THE EXERCISE. Write out all of the entries exactly as given.

—————

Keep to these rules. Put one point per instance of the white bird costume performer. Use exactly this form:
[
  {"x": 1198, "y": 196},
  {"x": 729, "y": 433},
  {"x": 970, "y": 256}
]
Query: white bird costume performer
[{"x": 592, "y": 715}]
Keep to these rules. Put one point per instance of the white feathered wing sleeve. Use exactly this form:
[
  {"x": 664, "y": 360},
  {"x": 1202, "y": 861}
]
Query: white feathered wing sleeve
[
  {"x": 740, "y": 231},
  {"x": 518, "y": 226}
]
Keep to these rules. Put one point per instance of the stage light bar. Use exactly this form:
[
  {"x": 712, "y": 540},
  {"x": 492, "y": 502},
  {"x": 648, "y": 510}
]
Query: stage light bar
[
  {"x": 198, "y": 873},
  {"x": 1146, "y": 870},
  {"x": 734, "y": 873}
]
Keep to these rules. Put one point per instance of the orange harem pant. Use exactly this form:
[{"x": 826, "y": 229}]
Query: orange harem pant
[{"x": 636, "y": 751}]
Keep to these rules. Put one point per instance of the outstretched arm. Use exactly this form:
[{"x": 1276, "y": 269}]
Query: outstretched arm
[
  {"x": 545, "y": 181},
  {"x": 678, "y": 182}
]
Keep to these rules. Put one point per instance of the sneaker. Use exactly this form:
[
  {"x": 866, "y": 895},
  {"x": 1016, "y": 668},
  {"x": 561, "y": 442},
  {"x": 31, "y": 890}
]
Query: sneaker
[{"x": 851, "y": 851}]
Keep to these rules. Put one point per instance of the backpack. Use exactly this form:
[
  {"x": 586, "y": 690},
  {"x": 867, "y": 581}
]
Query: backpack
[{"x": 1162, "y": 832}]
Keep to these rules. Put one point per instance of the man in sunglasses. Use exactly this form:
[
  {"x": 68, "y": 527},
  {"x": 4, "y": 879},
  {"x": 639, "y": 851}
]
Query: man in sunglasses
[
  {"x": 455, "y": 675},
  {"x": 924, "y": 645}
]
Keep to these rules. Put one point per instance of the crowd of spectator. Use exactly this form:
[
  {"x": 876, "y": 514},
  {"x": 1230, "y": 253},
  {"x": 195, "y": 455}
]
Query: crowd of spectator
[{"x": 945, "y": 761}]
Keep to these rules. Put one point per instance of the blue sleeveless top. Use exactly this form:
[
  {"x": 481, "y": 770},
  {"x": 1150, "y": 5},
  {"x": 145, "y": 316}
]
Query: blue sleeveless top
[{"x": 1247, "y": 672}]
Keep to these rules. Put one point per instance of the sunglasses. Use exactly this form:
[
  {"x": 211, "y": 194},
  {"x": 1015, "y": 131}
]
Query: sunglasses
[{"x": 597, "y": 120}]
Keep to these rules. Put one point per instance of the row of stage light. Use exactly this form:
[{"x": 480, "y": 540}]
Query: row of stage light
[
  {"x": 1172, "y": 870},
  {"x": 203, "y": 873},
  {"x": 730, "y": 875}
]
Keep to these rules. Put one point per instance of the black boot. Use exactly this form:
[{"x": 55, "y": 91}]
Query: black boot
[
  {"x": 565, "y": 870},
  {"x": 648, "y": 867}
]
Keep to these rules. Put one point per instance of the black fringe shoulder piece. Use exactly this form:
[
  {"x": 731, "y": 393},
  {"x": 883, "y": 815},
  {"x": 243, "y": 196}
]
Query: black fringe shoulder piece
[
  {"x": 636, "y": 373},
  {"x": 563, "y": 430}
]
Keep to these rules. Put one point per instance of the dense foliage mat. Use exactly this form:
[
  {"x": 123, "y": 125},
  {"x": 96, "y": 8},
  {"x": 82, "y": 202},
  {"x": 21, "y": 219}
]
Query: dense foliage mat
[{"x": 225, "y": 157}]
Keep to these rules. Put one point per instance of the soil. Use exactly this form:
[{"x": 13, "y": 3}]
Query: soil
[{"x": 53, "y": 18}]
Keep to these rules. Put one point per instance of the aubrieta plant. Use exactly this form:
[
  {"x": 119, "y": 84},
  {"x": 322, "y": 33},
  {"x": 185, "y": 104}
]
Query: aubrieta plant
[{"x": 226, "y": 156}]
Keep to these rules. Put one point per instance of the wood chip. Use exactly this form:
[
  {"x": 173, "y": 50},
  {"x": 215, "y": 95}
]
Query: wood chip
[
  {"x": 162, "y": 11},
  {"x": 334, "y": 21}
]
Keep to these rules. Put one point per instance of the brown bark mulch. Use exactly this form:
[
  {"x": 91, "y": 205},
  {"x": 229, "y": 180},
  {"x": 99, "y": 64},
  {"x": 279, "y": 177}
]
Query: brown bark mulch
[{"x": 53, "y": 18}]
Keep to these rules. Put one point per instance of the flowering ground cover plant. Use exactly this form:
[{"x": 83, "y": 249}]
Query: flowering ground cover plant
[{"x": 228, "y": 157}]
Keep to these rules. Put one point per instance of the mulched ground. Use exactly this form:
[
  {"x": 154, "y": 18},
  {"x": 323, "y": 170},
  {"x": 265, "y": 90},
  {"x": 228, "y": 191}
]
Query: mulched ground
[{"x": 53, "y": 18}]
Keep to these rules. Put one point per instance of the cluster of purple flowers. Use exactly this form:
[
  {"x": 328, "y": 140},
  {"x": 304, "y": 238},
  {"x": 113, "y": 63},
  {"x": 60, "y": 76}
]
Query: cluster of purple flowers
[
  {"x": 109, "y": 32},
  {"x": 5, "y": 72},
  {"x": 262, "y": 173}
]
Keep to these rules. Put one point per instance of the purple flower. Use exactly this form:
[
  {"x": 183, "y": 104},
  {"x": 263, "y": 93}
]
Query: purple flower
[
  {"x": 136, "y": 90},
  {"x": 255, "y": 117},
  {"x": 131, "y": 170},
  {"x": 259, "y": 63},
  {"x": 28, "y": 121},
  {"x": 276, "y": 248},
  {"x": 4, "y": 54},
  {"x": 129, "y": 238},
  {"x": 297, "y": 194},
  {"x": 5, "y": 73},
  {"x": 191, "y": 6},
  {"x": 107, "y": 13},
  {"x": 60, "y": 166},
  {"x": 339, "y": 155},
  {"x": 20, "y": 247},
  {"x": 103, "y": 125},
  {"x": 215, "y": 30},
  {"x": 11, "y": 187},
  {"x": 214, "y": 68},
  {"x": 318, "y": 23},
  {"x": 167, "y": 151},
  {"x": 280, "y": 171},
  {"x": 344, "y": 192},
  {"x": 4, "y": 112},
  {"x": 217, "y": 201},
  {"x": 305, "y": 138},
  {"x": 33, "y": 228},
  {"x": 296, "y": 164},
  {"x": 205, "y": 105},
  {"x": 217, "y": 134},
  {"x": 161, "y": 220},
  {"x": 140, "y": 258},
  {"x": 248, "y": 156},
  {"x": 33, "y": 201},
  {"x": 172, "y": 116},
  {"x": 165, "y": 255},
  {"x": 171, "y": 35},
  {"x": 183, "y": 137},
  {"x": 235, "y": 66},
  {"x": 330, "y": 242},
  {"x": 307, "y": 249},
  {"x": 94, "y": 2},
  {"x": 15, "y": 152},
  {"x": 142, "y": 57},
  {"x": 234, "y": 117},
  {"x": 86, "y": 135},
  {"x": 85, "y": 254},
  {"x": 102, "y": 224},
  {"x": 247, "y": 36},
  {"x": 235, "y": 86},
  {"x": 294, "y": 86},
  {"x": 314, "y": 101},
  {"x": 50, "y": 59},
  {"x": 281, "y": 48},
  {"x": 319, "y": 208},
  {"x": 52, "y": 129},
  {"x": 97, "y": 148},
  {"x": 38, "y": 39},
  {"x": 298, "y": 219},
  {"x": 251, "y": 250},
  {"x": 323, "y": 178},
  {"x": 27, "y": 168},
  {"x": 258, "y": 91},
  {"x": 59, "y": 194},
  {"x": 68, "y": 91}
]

—————

OUTPUT.
Keep to these rules. Put one point per instance of the white bird costume performer. Use exactly this form:
[
  {"x": 1198, "y": 196},
  {"x": 729, "y": 433},
  {"x": 970, "y": 256}
]
Query: white bird costume performer
[{"x": 592, "y": 715}]
Keep to these rules. Put one point per instance of the white feathered wing sleeve. Use exactly this form:
[
  {"x": 664, "y": 360},
  {"x": 1202, "y": 861}
]
Query: white feathered wing sleeve
[
  {"x": 740, "y": 231},
  {"x": 518, "y": 226}
]
Keep to these rules. Put one point per instance of the stage light bar. Use exactly this form:
[
  {"x": 712, "y": 540},
  {"x": 492, "y": 502},
  {"x": 648, "y": 510}
]
Query: stage light bar
[
  {"x": 198, "y": 873},
  {"x": 1146, "y": 870},
  {"x": 734, "y": 873}
]
Keep to these rules. Put one point per instance of the orange harem pant. Use exactly this form:
[{"x": 826, "y": 229}]
Query: orange harem pant
[{"x": 636, "y": 751}]
Keep to these rules. Put one point per instance of the outstretched arm. Use exactly this form:
[{"x": 1276, "y": 269}]
Query: outstretched arm
[
  {"x": 545, "y": 181},
  {"x": 678, "y": 182}
]
Keep to these rules. Put one point per instance of the sneaker. Use exactly this form:
[
  {"x": 866, "y": 895},
  {"x": 1016, "y": 668},
  {"x": 561, "y": 442},
  {"x": 31, "y": 890}
]
Query: sneaker
[{"x": 851, "y": 851}]
Keep to these rules. Put one point per instance of the backpack. Use exactly this form:
[
  {"x": 586, "y": 690},
  {"x": 867, "y": 581}
]
Query: backpack
[{"x": 1162, "y": 832}]
Keep to these rules. Put one point per instance of the man in sunglasses. Use exactly this form:
[
  {"x": 68, "y": 527},
  {"x": 4, "y": 879},
  {"x": 639, "y": 851}
]
Query: man in sunglasses
[
  {"x": 455, "y": 675},
  {"x": 924, "y": 645}
]
Keep to these rules. Put one point per instance of the crowd of spectator. Use exactly this form:
[
  {"x": 876, "y": 514},
  {"x": 1230, "y": 253},
  {"x": 195, "y": 455}
]
Query: crowd of spectator
[{"x": 945, "y": 761}]
Keep to these rules. Put one point per instance of the blue sleeveless top. Use exactly this form:
[
  {"x": 481, "y": 770},
  {"x": 1150, "y": 5},
  {"x": 145, "y": 316}
]
Query: blue sleeveless top
[{"x": 1247, "y": 672}]
Keep to these rules. Put one point per instance of the sunglasses. Use exactly this form:
[
  {"x": 211, "y": 194},
  {"x": 1015, "y": 131}
]
Query: sunglasses
[{"x": 597, "y": 120}]
Keep to these rules. Put one point per instance of the row of stage light. Use exactly this form:
[{"x": 480, "y": 540}]
Query: row of stage light
[
  {"x": 1172, "y": 870},
  {"x": 203, "y": 873},
  {"x": 730, "y": 875}
]
Keep to these rules. Put one point per instance of the black boot. Use exactly this form:
[{"x": 55, "y": 91}]
Query: black boot
[
  {"x": 565, "y": 870},
  {"x": 648, "y": 867}
]
Keep to these rules. Put one point per instance of the black fringe shoulder piece. Use exactly this form:
[
  {"x": 731, "y": 393},
  {"x": 883, "y": 815},
  {"x": 243, "y": 196}
]
Query: black fringe shoulder piece
[
  {"x": 636, "y": 373},
  {"x": 563, "y": 430}
]
Keep to these rules. Put one point per instance of the dense foliage mat. Use exactly this form:
[
  {"x": 123, "y": 125},
  {"x": 96, "y": 8},
  {"x": 82, "y": 202},
  {"x": 21, "y": 219}
]
Query: dense foliage mat
[{"x": 225, "y": 157}]
Keep to these rules. Put one point per instance of the soil. Use exactly this form:
[{"x": 13, "y": 3}]
Query: soil
[{"x": 53, "y": 18}]
Keep to these rules. Put one point per instance of the aubrieta plant. Use exactly this form:
[
  {"x": 119, "y": 84},
  {"x": 322, "y": 33},
  {"x": 185, "y": 104}
]
Query: aubrieta plant
[{"x": 226, "y": 156}]
Keep to these rules. Put one point per instance of the wood chip. Use exactly this form:
[
  {"x": 173, "y": 50},
  {"x": 215, "y": 95}
]
Query: wood chip
[
  {"x": 162, "y": 11},
  {"x": 334, "y": 21}
]
Keep to these rules. Put one point per instance of the brown bark mulch. Use exactly this form:
[
  {"x": 91, "y": 205},
  {"x": 229, "y": 180},
  {"x": 99, "y": 64},
  {"x": 279, "y": 177}
]
Query: brown bark mulch
[{"x": 53, "y": 18}]
Keep to these rules. Put one point per instance of the flowering ground cover plant. Use exactly this form:
[{"x": 83, "y": 249}]
Query: flowering ground cover plant
[{"x": 228, "y": 157}]
Keep to these rules. Put one point per instance of the mulched ground. Use exactly this form:
[
  {"x": 154, "y": 18},
  {"x": 323, "y": 170},
  {"x": 265, "y": 90},
  {"x": 228, "y": 191}
]
Query: mulched ground
[{"x": 53, "y": 18}]
Keep to these rules. Put one point per instance of the cluster of purple flowers. Use exactly this form:
[
  {"x": 328, "y": 140},
  {"x": 304, "y": 238},
  {"x": 113, "y": 63},
  {"x": 60, "y": 76}
]
Query: cluster of purple flowers
[
  {"x": 109, "y": 32},
  {"x": 5, "y": 72},
  {"x": 262, "y": 173}
]
Keep to these rules. Put one point per instance of the purple flower. Use exactly this form:
[
  {"x": 183, "y": 104},
  {"x": 263, "y": 93}
]
Query: purple flower
[
  {"x": 136, "y": 90},
  {"x": 255, "y": 117},
  {"x": 131, "y": 170},
  {"x": 259, "y": 63},
  {"x": 28, "y": 121},
  {"x": 276, "y": 248},
  {"x": 4, "y": 54},
  {"x": 129, "y": 238},
  {"x": 297, "y": 194},
  {"x": 5, "y": 73},
  {"x": 191, "y": 6},
  {"x": 107, "y": 13},
  {"x": 60, "y": 166},
  {"x": 339, "y": 155},
  {"x": 20, "y": 247},
  {"x": 103, "y": 125},
  {"x": 215, "y": 30},
  {"x": 11, "y": 187},
  {"x": 214, "y": 68},
  {"x": 318, "y": 23},
  {"x": 167, "y": 151},
  {"x": 280, "y": 171},
  {"x": 344, "y": 192},
  {"x": 4, "y": 112},
  {"x": 217, "y": 201},
  {"x": 305, "y": 138},
  {"x": 33, "y": 228},
  {"x": 296, "y": 164},
  {"x": 205, "y": 105},
  {"x": 217, "y": 134},
  {"x": 161, "y": 220},
  {"x": 140, "y": 258},
  {"x": 248, "y": 156},
  {"x": 33, "y": 201},
  {"x": 172, "y": 116},
  {"x": 165, "y": 255},
  {"x": 171, "y": 35},
  {"x": 183, "y": 137},
  {"x": 235, "y": 66},
  {"x": 330, "y": 242},
  {"x": 307, "y": 249},
  {"x": 94, "y": 2},
  {"x": 15, "y": 152},
  {"x": 142, "y": 57},
  {"x": 234, "y": 117},
  {"x": 86, "y": 135},
  {"x": 85, "y": 254},
  {"x": 102, "y": 224},
  {"x": 247, "y": 36},
  {"x": 235, "y": 86},
  {"x": 294, "y": 86},
  {"x": 314, "y": 101},
  {"x": 50, "y": 59},
  {"x": 281, "y": 48},
  {"x": 319, "y": 208},
  {"x": 52, "y": 129},
  {"x": 97, "y": 148},
  {"x": 38, "y": 39},
  {"x": 298, "y": 219},
  {"x": 251, "y": 250},
  {"x": 323, "y": 178},
  {"x": 27, "y": 168},
  {"x": 258, "y": 91},
  {"x": 59, "y": 194},
  {"x": 68, "y": 91}
]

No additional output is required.